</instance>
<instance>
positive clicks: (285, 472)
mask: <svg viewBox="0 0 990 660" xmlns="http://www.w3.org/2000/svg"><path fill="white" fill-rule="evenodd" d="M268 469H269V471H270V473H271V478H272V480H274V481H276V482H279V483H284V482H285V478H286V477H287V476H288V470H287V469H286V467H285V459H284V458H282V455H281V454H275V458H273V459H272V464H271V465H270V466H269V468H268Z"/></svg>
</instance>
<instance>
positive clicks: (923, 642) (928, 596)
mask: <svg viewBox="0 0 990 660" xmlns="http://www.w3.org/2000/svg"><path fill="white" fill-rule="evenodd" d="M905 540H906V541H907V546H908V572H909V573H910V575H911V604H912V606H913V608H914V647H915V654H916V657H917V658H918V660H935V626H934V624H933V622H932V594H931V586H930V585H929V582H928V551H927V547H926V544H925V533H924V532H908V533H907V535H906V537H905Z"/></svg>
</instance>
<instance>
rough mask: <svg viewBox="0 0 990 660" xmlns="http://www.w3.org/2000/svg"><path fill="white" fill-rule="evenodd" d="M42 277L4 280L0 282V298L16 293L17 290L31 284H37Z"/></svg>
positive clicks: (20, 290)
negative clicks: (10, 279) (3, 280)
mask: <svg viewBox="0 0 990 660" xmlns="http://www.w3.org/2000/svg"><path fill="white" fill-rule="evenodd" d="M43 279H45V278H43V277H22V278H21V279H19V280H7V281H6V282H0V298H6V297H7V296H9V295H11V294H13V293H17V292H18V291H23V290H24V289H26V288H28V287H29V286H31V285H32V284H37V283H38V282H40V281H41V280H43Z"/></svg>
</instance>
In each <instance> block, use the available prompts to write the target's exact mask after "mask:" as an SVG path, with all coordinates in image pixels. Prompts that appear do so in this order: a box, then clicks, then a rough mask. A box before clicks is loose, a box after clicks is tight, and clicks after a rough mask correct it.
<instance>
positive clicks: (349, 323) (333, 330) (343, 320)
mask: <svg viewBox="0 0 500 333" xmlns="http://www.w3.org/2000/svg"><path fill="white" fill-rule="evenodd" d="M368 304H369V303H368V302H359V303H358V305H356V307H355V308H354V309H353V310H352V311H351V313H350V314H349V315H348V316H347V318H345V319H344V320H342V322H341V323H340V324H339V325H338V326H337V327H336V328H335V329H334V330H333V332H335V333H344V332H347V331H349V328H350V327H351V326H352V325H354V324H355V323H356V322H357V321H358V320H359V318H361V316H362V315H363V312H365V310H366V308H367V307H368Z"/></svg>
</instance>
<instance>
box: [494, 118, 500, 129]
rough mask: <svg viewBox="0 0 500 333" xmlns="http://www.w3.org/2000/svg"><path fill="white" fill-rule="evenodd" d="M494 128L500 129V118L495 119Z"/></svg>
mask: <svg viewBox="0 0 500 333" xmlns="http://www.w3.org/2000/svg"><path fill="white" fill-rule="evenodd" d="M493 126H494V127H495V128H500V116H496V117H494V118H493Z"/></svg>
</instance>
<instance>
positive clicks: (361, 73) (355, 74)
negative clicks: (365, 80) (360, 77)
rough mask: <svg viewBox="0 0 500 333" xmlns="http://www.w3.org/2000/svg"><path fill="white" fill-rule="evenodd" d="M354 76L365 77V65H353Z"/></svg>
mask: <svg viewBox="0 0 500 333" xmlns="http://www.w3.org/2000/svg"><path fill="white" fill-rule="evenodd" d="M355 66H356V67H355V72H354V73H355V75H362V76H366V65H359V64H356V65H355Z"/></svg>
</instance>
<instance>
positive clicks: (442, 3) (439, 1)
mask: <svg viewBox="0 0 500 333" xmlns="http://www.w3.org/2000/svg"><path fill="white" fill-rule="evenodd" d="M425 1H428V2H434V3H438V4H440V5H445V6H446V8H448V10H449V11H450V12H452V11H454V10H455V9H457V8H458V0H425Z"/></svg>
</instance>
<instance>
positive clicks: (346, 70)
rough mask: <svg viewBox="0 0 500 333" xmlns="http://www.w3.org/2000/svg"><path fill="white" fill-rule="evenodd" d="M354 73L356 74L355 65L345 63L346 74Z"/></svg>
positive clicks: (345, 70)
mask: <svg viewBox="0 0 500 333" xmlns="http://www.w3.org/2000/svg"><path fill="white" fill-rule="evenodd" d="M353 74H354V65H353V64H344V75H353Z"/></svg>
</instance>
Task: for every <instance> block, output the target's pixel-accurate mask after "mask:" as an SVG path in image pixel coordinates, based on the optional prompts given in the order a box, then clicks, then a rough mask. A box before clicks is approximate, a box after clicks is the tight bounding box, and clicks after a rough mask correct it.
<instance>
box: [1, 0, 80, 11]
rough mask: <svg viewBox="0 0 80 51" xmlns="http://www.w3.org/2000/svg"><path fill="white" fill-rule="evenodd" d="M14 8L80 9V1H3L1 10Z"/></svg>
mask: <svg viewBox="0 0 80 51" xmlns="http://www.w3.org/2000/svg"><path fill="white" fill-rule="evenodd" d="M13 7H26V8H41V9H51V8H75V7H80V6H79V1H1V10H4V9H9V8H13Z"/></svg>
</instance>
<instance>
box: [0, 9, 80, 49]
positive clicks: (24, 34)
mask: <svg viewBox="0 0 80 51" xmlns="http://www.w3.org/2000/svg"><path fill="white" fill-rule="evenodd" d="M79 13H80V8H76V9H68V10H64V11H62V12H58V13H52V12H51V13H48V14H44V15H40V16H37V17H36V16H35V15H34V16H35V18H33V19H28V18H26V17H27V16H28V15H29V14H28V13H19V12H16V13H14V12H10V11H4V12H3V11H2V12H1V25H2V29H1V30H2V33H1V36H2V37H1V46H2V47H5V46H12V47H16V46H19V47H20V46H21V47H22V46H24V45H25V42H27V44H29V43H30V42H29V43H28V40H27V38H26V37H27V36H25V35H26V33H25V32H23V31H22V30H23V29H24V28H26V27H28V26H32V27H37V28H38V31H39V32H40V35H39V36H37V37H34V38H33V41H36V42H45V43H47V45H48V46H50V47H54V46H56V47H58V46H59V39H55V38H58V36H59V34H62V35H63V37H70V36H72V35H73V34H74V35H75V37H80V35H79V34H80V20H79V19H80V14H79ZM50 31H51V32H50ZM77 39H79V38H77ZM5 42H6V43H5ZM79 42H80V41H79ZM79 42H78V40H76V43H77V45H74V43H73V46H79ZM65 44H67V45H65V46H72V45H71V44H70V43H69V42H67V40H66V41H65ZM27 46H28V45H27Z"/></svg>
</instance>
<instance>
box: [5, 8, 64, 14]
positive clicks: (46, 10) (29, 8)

***

• REQUEST: Convert all of the material above into a numbered list, one line per item, with blank lines dropped.

• RESPONSE AREA:
1. </instance>
2. <instance>
3. positive clicks: (285, 472)
4. mask: <svg viewBox="0 0 990 660" xmlns="http://www.w3.org/2000/svg"><path fill="white" fill-rule="evenodd" d="M268 469H269V471H270V473H271V478H272V480H274V481H276V482H279V483H284V482H285V478H286V477H287V476H288V470H287V469H286V467H285V459H284V458H282V455H281V454H275V458H273V459H272V464H271V465H270V466H269V468H268Z"/></svg>
5. </instance>
6. <instance>
7. positive clicks: (923, 642) (928, 596)
8. mask: <svg viewBox="0 0 990 660" xmlns="http://www.w3.org/2000/svg"><path fill="white" fill-rule="evenodd" d="M905 540H906V541H907V546H908V572H909V573H910V575H911V604H912V606H913V608H914V647H915V654H916V657H917V658H918V660H935V626H934V624H933V622H932V594H931V586H930V585H929V582H928V551H927V547H926V544H925V533H924V532H908V533H907V535H906V537H905Z"/></svg>
9. </instance>
10. <instance>
11. rough mask: <svg viewBox="0 0 990 660" xmlns="http://www.w3.org/2000/svg"><path fill="white" fill-rule="evenodd" d="M42 277L4 280L0 282V298L16 293L17 290L31 284H37Z"/></svg>
12. positive clicks: (20, 290)
13. negative clicks: (10, 279) (3, 280)
14. mask: <svg viewBox="0 0 990 660" xmlns="http://www.w3.org/2000/svg"><path fill="white" fill-rule="evenodd" d="M43 279H45V278H43V277H22V278H21V279H19V280H7V281H6V282H0V298H6V297H7V296H9V295H11V294H13V293H17V292H18V291H23V290H24V289H26V288H28V287H29V286H31V285H32V284H37V283H38V282H40V281H41V280H43Z"/></svg>
15. </instance>
16. In each <instance> block, use the available prompts to write the target's exact mask after "mask:" as an SVG path, with all coordinates in image pixels. Prompts that appear do so in this order: a box, then clicks, then a rough mask. A box before clicks is loose, a box after clicks is tight, and clicks after a rough mask correct it.
17. <instance>
18. positive clicks: (349, 323) (333, 330) (343, 320)
19. mask: <svg viewBox="0 0 500 333" xmlns="http://www.w3.org/2000/svg"><path fill="white" fill-rule="evenodd" d="M368 304H369V303H368V302H359V303H358V305H356V307H355V308H354V309H353V310H352V311H351V313H350V314H349V315H348V316H347V318H345V319H344V320H342V322H341V323H340V324H339V325H338V326H337V327H336V328H335V329H334V330H333V332H335V333H344V332H347V331H349V328H350V327H351V326H352V325H354V324H355V323H356V322H357V321H358V320H359V318H361V316H362V315H363V312H365V310H366V308H367V307H368Z"/></svg>
20. </instance>
21. <instance>
22. box: [494, 118, 500, 129]
23. rough mask: <svg viewBox="0 0 500 333" xmlns="http://www.w3.org/2000/svg"><path fill="white" fill-rule="evenodd" d="M494 128L500 129V118L495 119Z"/></svg>
24. mask: <svg viewBox="0 0 500 333" xmlns="http://www.w3.org/2000/svg"><path fill="white" fill-rule="evenodd" d="M493 126H494V127H495V128H500V116H496V117H494V118H493Z"/></svg>
25. </instance>
26. <instance>
27. positive clicks: (361, 73) (355, 74)
28. negative clicks: (365, 80) (360, 77)
29. rough mask: <svg viewBox="0 0 500 333" xmlns="http://www.w3.org/2000/svg"><path fill="white" fill-rule="evenodd" d="M354 76L365 77V65H353Z"/></svg>
30. mask: <svg viewBox="0 0 500 333" xmlns="http://www.w3.org/2000/svg"><path fill="white" fill-rule="evenodd" d="M355 66H356V67H355V72H354V73H355V75H362V76H366V65H359V64H356V65H355Z"/></svg>
31. </instance>
32. <instance>
33. positive clicks: (442, 3) (439, 1)
34. mask: <svg viewBox="0 0 500 333" xmlns="http://www.w3.org/2000/svg"><path fill="white" fill-rule="evenodd" d="M425 1H428V2H434V3H438V4H440V5H445V6H446V8H448V10H449V11H450V12H452V11H454V10H455V9H457V8H458V0H425Z"/></svg>
35. </instance>
36. <instance>
37. positive clicks: (346, 70)
38. rough mask: <svg viewBox="0 0 500 333" xmlns="http://www.w3.org/2000/svg"><path fill="white" fill-rule="evenodd" d="M354 73L356 74L355 65L345 63L346 74Z"/></svg>
39. positive clicks: (345, 70)
40. mask: <svg viewBox="0 0 500 333" xmlns="http://www.w3.org/2000/svg"><path fill="white" fill-rule="evenodd" d="M353 74H354V65H353V64H344V75H353Z"/></svg>
41. </instance>
42. Task: for every <instance> block, output the target's pixel-accurate mask after "mask:" as an SVG path in image pixel coordinates, based on the optional prompts given in the order a box, then clicks, then a rough mask. A box before clicks is approximate, a box after clicks is the tight bounding box, and clicks after a rough mask correct it.
43. <instance>
44. box: [1, 0, 80, 11]
45. rough mask: <svg viewBox="0 0 80 51" xmlns="http://www.w3.org/2000/svg"><path fill="white" fill-rule="evenodd" d="M14 8L80 9V1H3L1 10Z"/></svg>
46. mask: <svg viewBox="0 0 80 51" xmlns="http://www.w3.org/2000/svg"><path fill="white" fill-rule="evenodd" d="M13 7H26V8H41V9H51V8H75V7H80V6H79V1H1V10H4V9H9V8H13Z"/></svg>
47. </instance>
48. <instance>
49. box: [0, 9, 80, 49]
50. positive clicks: (24, 34)
51. mask: <svg viewBox="0 0 80 51" xmlns="http://www.w3.org/2000/svg"><path fill="white" fill-rule="evenodd" d="M79 13H80V8H76V9H68V10H64V11H62V12H58V13H52V12H51V13H48V14H44V15H40V16H37V17H36V16H35V15H34V16H35V18H33V19H28V18H26V17H27V16H28V15H29V14H28V13H19V12H16V13H14V12H10V11H4V12H3V11H2V12H1V25H2V29H1V30H2V33H1V36H2V37H1V46H2V47H5V46H12V47H16V46H19V47H20V46H21V47H22V46H24V45H25V42H27V44H29V43H30V42H29V43H28V40H27V38H26V37H27V36H25V35H26V33H25V32H23V31H22V30H23V29H24V28H26V27H28V26H32V27H37V28H38V31H39V32H40V35H39V36H37V37H34V38H33V41H36V42H45V43H47V45H48V46H50V47H54V46H56V47H58V46H59V39H55V38H58V36H59V34H62V35H63V37H70V36H72V35H73V34H74V35H75V37H80V35H79V34H80V20H79V19H80V14H79ZM50 31H51V32H50ZM77 39H79V38H77ZM5 42H6V43H5ZM79 42H80V41H79ZM79 42H78V40H76V43H77V45H74V43H73V46H79ZM65 44H67V45H65V46H72V45H71V44H70V43H69V42H67V40H66V41H65ZM27 46H28V45H27Z"/></svg>
52. </instance>
53. <instance>
54. box: [5, 8, 64, 14]
55. positive clicks: (46, 10) (29, 8)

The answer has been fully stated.